Brief: Print out all the records, word for word.
━━━━━ Data supplied ━━━━━
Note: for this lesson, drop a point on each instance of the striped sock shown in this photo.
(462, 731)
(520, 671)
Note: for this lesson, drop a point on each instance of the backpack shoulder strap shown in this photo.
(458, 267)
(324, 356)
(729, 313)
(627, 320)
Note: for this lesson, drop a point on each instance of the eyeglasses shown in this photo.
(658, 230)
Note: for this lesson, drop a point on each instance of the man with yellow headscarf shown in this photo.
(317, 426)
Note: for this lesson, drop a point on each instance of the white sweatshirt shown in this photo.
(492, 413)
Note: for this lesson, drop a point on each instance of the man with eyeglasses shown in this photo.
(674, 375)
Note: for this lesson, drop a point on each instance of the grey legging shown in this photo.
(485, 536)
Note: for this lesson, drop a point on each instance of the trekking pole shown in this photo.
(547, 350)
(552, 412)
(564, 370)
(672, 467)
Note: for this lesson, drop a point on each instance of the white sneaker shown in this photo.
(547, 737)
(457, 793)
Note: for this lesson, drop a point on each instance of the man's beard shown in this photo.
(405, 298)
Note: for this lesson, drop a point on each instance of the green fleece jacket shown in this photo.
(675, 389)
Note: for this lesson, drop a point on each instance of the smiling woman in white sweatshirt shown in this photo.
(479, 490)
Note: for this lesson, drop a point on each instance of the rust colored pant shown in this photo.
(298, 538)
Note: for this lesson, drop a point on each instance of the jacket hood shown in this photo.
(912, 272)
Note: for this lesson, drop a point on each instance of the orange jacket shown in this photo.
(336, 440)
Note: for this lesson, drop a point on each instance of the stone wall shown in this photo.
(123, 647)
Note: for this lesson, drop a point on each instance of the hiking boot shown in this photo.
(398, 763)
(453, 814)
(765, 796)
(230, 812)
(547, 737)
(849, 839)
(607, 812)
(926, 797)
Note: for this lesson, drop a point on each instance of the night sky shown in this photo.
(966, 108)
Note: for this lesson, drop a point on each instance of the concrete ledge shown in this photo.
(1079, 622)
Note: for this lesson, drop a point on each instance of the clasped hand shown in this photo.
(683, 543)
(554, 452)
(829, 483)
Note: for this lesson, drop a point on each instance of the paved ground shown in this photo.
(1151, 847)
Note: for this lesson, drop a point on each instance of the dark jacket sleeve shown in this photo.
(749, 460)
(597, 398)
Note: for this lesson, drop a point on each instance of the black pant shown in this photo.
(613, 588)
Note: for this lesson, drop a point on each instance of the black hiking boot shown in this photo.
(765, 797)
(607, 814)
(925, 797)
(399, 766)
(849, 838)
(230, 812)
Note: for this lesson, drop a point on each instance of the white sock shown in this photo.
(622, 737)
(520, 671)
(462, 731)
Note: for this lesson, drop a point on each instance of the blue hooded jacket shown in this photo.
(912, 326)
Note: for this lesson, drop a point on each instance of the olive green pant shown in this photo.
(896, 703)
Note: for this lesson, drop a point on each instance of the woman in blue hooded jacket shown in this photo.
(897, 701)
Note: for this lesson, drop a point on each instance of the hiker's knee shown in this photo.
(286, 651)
━━━━━
Answer space:
Note: for this lesson, drop a point on each instance of the striped sock shown in this photo.
(462, 731)
(520, 671)
Note: for this lesson, drop a point on each instance of the backpack shoulder strap shown in this photo.
(458, 267)
(324, 356)
(729, 313)
(627, 320)
Note: for this lesson, drop a point on each instance of the eyeglasses shown in this photo.
(658, 230)
Note: for this lesson, drop a point on each instance of the man with yellow headscarf shown in this photo.
(317, 426)
Note: for this lesson, drop a point on each instance of the white sweatshirt shown in this photo.
(492, 413)
Note: for this lesson, drop a point on each instance of the man with eyeglasses shown in this photo.
(674, 375)
Note: for this lesson, drop a point on each instance of the grey legging shown in this photo.
(485, 536)
Note: for this lesson, drop a point on each instance of the trekking pole shown in this photo.
(547, 350)
(552, 412)
(564, 370)
(672, 467)
Note: for this lesson, drop a point on each instance of the white sneaker shown in this photo.
(547, 737)
(457, 793)
Note: for this lesson, drop a point on each instance of the man's beard shown in this photo.
(405, 298)
Note: for this lesson, drop a point on each instance of the green fleece jacket shown in this photo.
(675, 389)
Note: for this lesson, drop a point on each instance of the smiling woman in white sweatshirt shown in this photo.
(479, 490)
Note: for this lesson, drop a point on each instance of the rust colored pant shown in this photo.
(298, 538)
Note: for this lesson, drop a point on each instance of the jacket hood shown in this photo.
(912, 272)
Note: for this lesson, drop a point on each instance of the orange jacket shown in this photo.
(336, 440)
Note: for this lesson, drop a point on each instance of the stone wall shown in this photo.
(123, 647)
Note: for this lesson, drop a point on each instance of the hiking boot shown in this photo.
(398, 763)
(453, 814)
(765, 796)
(230, 812)
(547, 737)
(849, 839)
(607, 812)
(926, 797)
Note: for this lesson, drop a point on each instance of the night sky shown in this photo.
(966, 108)
Note: for this lesson, drop a point on each instance of the concrete ledge shown in this photo.
(1079, 622)
Note: for this lesson, drop a point on each instance of the clasped hand shown in this photo.
(683, 543)
(554, 452)
(829, 483)
Note: for this lesson, drop a point on each instance of the paved ground shown in this photo.
(1151, 847)
Note: for this lesson, drop a point on each instance of the dark jacket sleeve shown in this photo.
(749, 460)
(597, 398)
Note: for this lesson, drop a point on each instance of the black pant shown in this photo.
(613, 588)
Note: for this lesson, drop a point on each instance of the black hiking boot shown in this photo.
(765, 797)
(607, 814)
(925, 797)
(399, 766)
(849, 838)
(230, 812)
Note: for this lesson, drop a point on each instance of the white sock shown in this photo.
(622, 737)
(520, 671)
(462, 731)
Note: for this lesson, drop a point on each instance of the blue hooded jacket shown in this photo.
(912, 326)
Note: for this lesson, drop a point on each instance of the olive green pant shown in this photo.
(896, 703)
Note: for this lesson, drop a point on each instance of the woman in blue hooded jacket shown in this photo.
(897, 701)
Note: for this lesson, drop a point on each instance of the hiker's knee shown in this photo.
(286, 651)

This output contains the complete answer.